[Referring expression data]
|---|

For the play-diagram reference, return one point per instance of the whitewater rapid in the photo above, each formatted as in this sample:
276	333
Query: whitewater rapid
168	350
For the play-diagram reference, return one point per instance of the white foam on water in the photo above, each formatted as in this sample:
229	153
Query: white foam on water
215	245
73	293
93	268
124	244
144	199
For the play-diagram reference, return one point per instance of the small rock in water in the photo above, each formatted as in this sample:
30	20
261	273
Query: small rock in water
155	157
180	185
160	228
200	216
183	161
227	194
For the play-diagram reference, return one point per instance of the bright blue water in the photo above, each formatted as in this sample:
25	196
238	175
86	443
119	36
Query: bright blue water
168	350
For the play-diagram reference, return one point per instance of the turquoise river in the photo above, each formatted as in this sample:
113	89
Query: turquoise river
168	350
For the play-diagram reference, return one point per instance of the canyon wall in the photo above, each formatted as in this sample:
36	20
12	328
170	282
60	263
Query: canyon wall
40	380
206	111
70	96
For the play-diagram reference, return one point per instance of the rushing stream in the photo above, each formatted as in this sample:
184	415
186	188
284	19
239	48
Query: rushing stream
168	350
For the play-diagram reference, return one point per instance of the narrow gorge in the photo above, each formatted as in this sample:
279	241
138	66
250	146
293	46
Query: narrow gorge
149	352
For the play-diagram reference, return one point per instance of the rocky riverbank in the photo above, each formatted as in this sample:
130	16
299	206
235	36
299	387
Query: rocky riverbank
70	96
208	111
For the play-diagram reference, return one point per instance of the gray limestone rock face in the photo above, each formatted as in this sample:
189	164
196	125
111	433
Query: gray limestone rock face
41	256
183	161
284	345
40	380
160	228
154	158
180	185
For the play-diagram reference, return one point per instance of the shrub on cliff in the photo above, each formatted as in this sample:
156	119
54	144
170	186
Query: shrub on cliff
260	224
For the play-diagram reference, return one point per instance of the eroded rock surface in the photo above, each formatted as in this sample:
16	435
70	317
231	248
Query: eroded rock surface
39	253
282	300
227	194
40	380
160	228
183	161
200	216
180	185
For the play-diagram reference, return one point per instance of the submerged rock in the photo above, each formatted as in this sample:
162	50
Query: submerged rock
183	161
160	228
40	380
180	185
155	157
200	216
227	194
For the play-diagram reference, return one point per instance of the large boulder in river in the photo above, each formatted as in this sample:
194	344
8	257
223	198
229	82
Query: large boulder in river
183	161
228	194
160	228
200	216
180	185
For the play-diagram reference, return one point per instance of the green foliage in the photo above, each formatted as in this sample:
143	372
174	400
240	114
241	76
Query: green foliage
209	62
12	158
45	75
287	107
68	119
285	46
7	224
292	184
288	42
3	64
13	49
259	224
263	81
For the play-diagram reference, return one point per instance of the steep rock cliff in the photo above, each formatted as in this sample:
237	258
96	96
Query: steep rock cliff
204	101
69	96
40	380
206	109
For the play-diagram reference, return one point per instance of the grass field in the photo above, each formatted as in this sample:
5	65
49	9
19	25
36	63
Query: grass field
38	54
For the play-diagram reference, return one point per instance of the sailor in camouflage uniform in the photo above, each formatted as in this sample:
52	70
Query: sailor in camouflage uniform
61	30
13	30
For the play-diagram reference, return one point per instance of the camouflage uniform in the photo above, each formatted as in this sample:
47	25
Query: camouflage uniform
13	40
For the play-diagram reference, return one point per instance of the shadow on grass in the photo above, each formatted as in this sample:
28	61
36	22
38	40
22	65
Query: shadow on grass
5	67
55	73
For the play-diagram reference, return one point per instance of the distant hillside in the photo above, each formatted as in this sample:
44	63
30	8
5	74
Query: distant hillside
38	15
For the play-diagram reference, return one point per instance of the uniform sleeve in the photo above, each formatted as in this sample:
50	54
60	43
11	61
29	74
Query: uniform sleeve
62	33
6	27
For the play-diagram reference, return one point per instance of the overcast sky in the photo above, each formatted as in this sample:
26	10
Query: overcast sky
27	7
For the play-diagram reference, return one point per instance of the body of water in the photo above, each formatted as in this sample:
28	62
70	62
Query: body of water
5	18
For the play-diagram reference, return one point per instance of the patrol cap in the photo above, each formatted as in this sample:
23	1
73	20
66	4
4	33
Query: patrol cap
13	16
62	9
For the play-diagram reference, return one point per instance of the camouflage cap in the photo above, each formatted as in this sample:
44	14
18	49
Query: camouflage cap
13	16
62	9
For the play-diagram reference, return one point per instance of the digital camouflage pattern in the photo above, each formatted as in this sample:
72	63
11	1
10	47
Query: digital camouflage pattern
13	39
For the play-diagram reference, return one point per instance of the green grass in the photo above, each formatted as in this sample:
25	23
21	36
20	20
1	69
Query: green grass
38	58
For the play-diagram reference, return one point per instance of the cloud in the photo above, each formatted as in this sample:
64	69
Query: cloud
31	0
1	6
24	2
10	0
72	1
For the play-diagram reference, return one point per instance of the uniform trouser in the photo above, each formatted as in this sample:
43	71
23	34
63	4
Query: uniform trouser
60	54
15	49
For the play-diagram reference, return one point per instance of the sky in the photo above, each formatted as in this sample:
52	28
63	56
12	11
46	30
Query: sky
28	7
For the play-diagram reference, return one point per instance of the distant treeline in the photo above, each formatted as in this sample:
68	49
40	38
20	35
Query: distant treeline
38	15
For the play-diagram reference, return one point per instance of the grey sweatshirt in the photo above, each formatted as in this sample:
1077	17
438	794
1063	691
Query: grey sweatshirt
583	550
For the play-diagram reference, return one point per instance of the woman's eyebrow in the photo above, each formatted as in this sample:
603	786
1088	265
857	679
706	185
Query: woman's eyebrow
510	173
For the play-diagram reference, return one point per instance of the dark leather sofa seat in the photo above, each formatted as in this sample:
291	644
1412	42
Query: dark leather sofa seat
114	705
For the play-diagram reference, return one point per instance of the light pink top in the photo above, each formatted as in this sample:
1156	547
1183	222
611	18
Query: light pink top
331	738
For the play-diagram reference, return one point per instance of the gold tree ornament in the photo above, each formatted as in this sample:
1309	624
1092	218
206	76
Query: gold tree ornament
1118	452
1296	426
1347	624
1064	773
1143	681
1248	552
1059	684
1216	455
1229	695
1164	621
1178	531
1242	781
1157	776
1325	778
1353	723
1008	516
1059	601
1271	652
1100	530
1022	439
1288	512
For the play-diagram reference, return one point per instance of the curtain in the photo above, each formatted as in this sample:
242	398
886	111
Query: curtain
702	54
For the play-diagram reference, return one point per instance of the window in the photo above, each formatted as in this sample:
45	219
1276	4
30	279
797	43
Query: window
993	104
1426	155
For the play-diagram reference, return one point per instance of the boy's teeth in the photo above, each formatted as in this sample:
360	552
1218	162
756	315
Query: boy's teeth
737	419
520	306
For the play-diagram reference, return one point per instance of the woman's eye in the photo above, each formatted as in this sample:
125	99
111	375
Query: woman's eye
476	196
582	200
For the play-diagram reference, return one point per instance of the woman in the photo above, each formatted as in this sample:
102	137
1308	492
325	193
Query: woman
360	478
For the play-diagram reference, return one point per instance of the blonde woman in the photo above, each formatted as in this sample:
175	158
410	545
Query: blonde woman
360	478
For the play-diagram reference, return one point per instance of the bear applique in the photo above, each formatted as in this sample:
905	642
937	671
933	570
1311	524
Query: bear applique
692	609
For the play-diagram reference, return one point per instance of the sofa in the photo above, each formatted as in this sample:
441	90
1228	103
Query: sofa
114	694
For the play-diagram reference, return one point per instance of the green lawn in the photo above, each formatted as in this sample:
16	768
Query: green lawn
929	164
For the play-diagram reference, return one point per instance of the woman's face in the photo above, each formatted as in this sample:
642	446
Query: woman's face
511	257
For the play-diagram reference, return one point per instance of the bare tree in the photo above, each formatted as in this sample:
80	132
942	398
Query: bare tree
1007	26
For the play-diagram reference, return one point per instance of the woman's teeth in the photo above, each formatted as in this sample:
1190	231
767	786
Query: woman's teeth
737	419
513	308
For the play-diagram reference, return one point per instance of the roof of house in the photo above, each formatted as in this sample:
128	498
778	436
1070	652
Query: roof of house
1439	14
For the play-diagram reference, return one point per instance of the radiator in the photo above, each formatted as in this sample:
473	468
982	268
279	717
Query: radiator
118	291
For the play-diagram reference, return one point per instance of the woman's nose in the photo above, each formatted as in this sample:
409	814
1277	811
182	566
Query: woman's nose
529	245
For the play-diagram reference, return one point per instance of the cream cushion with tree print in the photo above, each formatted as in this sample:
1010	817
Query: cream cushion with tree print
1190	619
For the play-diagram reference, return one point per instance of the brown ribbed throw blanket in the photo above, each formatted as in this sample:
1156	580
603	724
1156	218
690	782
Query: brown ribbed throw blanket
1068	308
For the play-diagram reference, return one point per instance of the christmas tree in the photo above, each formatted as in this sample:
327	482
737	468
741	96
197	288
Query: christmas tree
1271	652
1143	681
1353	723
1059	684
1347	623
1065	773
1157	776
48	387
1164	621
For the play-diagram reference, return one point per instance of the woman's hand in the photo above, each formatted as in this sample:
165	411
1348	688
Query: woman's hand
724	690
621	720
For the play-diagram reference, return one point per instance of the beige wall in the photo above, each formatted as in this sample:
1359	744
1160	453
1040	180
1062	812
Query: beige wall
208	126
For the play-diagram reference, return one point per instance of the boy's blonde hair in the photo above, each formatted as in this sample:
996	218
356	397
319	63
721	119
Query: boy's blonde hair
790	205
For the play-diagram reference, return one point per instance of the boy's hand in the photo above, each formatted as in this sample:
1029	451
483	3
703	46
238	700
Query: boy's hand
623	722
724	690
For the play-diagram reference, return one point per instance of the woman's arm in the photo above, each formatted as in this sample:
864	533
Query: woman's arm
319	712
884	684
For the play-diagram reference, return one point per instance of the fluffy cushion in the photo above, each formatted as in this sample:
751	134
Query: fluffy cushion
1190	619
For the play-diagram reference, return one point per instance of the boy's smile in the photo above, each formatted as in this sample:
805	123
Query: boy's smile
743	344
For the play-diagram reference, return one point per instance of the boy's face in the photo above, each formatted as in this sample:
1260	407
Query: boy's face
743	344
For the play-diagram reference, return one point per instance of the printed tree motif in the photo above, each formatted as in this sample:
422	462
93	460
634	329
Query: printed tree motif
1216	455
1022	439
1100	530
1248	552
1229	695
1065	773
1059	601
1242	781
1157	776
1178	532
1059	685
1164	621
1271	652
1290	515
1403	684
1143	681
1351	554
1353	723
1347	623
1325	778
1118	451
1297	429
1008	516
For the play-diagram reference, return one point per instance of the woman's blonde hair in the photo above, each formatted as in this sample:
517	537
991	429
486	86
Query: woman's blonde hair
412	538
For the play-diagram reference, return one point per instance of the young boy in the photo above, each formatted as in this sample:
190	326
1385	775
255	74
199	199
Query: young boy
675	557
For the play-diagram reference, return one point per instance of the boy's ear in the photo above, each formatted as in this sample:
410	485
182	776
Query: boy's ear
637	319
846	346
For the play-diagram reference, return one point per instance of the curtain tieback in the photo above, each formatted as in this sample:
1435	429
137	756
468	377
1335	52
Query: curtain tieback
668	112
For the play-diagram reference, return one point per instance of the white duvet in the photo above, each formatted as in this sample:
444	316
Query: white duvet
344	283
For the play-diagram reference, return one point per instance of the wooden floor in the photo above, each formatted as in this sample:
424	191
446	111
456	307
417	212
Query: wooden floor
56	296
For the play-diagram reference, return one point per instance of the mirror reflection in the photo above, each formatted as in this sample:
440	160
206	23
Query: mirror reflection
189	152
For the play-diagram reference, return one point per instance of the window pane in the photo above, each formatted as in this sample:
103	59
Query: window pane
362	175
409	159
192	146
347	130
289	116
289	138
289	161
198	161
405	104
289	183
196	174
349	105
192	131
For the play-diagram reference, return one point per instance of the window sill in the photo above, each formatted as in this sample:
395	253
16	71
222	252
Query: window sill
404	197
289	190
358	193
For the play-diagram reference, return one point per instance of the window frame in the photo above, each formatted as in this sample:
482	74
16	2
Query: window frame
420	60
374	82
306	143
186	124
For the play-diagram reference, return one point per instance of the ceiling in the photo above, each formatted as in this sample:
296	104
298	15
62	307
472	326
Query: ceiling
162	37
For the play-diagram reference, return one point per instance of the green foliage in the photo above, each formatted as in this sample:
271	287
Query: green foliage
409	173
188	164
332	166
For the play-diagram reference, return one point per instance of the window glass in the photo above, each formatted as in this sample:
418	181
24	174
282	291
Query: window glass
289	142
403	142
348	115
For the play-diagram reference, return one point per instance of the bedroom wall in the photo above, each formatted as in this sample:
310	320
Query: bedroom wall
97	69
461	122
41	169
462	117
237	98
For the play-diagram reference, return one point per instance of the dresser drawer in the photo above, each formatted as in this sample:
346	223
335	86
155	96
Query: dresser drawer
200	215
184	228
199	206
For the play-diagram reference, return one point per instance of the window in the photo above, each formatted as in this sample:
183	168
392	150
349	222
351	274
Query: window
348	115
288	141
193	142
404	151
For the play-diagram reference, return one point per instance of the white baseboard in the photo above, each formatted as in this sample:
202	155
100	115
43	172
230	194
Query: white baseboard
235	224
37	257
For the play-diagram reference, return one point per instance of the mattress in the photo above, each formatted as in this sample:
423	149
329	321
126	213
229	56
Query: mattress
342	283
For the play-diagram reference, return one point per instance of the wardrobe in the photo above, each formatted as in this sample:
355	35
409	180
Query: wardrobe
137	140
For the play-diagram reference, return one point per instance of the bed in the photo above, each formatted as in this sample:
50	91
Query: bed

|---|

### WORK INSTRUCTION
The expected output is the exact run of lines from the start of the entries through the line with "of the canyon", inclusive.

### WRITTEN RESPONSE
For the play-diagram reference, return one point per instance of the whitewater rapid in the photo above, each formatted as in this sample:
276	333
Query: whitewater rapid
168	350
For the play-diagram reference, return one point per instance of the white foam on water in the photo above, each formatted as in this sample:
229	153
Query: white foam on water
215	245
73	293
93	268
124	244
144	199
For the play-diagram reference, return one point per instance of the small rock in water in the photo above, each formatted as in this sample:
30	20
261	273
Query: small rock in water
155	157
180	185
160	228
200	216
183	161
227	194
For the play-diagram reference, return one point per instance of the bright blue water in the photo above, each formatted as in this sample:
25	196
238	175
86	443
119	36
Query: bright blue water
168	350
For the play-diagram reference, return one point per instance of the turquoise river in the photo above, each formatted as in this sample:
113	89
Query: turquoise river
168	350
For the play-diagram reference, return one point per instance of the canyon wall in the photo above, each formatted as in this sample:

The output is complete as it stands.